**TRY IT:** Exactly reproduce each entry, leaving out nothing.

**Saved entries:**
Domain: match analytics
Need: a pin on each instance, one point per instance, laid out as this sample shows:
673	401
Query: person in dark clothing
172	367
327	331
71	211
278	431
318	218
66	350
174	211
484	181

**WORKED SOLUTION:**
Domain: match analytics
Need: a pin on each instance, one point per instance, laid out as this sample shows:
673	401
Query: person in dark clothing
172	367
327	331
71	211
278	431
318	218
66	350
174	211
484	181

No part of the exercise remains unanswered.